Starting at the line that contains "Spot the white blouse" and running through the last of the rows, write those rows out again with "Spot" replaced by "Locate" and nothing else changed.

++++++++++++++++++++

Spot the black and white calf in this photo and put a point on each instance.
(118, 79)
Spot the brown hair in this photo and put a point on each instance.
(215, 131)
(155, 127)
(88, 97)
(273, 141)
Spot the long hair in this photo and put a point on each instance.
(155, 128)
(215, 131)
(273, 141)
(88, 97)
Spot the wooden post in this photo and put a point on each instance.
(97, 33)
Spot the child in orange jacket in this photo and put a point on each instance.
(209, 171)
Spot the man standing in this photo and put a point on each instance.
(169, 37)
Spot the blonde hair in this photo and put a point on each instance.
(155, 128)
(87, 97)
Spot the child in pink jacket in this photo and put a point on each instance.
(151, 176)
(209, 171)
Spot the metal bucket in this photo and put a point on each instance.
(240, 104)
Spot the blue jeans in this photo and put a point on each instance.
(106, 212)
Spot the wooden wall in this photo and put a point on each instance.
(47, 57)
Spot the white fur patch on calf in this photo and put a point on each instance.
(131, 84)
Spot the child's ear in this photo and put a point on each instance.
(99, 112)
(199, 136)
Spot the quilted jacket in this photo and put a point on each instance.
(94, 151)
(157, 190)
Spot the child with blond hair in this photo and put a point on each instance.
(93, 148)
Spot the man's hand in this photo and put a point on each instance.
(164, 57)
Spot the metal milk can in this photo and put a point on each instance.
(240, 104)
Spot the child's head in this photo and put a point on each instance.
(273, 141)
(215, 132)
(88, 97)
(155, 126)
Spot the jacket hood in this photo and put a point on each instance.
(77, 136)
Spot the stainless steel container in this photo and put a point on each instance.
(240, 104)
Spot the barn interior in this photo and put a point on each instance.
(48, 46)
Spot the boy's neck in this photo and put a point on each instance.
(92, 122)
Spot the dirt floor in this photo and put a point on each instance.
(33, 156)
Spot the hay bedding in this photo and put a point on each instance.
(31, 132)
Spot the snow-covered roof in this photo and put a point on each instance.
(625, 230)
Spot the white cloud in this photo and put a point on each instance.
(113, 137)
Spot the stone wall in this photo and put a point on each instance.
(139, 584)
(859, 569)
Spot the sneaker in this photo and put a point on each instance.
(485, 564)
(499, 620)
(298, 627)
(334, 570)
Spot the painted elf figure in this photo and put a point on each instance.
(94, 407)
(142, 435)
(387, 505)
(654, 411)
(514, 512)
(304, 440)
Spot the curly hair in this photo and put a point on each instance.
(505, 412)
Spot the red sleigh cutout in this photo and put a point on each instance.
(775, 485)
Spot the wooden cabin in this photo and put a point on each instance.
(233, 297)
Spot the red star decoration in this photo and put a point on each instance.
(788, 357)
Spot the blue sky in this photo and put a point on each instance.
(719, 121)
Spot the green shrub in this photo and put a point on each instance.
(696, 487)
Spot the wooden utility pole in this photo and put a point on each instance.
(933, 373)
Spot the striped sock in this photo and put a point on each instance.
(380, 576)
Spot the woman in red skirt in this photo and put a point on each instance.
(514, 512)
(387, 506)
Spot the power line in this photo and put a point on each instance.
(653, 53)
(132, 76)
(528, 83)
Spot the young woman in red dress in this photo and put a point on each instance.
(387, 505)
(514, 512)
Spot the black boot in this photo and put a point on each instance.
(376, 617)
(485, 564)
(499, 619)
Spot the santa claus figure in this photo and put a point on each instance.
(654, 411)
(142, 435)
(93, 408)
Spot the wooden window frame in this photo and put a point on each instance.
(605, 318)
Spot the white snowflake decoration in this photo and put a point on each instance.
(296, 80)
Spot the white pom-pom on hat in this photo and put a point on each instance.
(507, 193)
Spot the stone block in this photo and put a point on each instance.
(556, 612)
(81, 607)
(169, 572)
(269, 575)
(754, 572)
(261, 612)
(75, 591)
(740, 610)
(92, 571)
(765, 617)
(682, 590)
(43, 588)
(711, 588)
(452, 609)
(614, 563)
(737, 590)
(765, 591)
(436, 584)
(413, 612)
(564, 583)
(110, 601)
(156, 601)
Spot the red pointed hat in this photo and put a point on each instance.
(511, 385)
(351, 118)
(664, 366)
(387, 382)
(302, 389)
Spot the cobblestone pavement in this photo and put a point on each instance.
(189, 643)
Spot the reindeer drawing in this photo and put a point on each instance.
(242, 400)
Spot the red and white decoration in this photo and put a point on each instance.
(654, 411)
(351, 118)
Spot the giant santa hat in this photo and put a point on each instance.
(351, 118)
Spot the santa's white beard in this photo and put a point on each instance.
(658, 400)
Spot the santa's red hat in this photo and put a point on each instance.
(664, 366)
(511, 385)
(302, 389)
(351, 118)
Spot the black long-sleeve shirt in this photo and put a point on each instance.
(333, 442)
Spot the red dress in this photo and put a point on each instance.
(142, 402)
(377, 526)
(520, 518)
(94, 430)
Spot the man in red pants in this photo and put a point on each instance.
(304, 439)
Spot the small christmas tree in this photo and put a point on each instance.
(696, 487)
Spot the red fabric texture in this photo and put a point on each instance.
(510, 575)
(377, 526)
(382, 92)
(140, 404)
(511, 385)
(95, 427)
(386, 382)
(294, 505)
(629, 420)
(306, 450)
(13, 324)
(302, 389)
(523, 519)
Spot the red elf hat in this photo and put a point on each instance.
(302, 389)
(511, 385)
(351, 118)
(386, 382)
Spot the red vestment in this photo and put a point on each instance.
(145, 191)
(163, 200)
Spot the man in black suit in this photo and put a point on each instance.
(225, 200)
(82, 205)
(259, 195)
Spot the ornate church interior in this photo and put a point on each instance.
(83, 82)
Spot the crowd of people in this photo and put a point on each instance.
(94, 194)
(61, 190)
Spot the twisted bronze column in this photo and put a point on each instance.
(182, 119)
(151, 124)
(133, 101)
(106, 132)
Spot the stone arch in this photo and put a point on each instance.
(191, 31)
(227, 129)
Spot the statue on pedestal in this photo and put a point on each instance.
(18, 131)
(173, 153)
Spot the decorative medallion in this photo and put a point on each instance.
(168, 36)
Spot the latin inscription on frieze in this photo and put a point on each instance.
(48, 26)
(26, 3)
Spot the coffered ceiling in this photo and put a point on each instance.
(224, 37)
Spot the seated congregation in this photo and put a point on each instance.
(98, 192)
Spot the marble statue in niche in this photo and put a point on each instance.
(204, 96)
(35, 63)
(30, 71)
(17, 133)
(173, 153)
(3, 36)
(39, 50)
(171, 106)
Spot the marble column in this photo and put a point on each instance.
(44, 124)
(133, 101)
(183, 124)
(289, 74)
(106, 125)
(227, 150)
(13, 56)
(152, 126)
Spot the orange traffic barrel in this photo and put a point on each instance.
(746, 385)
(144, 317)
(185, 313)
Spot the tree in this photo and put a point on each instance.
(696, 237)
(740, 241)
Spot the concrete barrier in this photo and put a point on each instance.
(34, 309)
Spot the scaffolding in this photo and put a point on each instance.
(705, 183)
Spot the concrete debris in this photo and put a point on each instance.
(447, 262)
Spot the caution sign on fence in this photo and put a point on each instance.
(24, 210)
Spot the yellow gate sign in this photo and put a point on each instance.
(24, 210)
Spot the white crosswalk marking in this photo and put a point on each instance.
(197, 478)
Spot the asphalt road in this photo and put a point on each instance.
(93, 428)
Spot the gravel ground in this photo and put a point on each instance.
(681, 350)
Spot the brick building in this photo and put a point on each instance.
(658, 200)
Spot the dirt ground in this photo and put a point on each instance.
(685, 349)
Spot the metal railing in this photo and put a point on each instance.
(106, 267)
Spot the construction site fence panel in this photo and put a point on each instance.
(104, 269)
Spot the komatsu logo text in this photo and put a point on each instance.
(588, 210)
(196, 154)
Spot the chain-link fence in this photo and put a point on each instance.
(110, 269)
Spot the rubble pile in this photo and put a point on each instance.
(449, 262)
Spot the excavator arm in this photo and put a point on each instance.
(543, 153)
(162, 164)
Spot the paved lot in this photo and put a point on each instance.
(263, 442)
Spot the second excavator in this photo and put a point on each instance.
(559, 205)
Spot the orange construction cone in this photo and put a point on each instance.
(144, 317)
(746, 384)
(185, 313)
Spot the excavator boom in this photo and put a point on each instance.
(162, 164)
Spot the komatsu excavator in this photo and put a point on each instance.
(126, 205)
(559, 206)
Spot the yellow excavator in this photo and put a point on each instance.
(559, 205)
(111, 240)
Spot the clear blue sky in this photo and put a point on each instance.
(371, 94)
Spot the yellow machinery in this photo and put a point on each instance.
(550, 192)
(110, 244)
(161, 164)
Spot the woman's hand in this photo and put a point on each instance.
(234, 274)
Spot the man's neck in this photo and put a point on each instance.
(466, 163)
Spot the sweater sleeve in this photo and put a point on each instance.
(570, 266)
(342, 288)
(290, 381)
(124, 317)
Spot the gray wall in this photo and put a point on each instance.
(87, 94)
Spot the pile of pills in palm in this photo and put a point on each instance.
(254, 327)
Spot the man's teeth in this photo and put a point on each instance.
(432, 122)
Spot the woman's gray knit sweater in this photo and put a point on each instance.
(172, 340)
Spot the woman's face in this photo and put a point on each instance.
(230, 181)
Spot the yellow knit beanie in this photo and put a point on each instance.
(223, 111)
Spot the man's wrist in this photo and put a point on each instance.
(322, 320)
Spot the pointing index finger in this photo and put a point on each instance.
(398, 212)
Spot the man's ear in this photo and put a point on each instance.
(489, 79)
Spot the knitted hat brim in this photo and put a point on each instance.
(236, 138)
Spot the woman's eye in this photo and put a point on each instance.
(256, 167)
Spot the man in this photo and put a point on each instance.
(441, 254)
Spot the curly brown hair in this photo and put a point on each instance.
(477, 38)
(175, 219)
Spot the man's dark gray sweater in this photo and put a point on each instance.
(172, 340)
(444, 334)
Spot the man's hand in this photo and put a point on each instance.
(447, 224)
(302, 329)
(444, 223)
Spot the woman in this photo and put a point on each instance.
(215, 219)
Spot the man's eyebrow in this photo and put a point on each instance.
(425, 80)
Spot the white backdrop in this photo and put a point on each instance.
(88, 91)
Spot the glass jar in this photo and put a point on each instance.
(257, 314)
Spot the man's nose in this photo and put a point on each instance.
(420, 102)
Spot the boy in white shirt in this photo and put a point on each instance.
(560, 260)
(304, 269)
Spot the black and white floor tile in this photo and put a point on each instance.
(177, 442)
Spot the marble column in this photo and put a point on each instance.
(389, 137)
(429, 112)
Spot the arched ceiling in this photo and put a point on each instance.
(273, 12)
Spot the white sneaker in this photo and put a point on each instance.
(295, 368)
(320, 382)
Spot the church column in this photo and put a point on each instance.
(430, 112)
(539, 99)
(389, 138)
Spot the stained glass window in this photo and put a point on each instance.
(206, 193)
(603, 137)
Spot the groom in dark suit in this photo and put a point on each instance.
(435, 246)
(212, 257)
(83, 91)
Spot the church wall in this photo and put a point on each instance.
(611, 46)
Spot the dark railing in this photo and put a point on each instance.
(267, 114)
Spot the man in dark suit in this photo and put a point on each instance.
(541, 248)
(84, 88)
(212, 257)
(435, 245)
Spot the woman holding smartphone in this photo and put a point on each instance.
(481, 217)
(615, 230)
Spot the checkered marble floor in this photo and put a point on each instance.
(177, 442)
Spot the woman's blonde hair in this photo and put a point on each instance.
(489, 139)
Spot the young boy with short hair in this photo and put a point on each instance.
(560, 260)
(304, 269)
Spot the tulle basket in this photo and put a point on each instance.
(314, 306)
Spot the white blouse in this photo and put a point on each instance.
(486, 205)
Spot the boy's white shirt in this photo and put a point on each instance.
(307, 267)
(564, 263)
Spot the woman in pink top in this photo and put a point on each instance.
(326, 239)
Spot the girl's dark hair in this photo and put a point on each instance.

++++++++++++++++++++

## Final answer
Locate the white blouse in this photo and put a point on each instance.
(486, 205)
Locate the boy's white shirt in this photo and put a point on each instance.
(307, 267)
(564, 263)
Locate the woman in pink top in this photo and put a point on each instance.
(326, 239)
Locate the girl's dark hair in this photo and put a point on each instance.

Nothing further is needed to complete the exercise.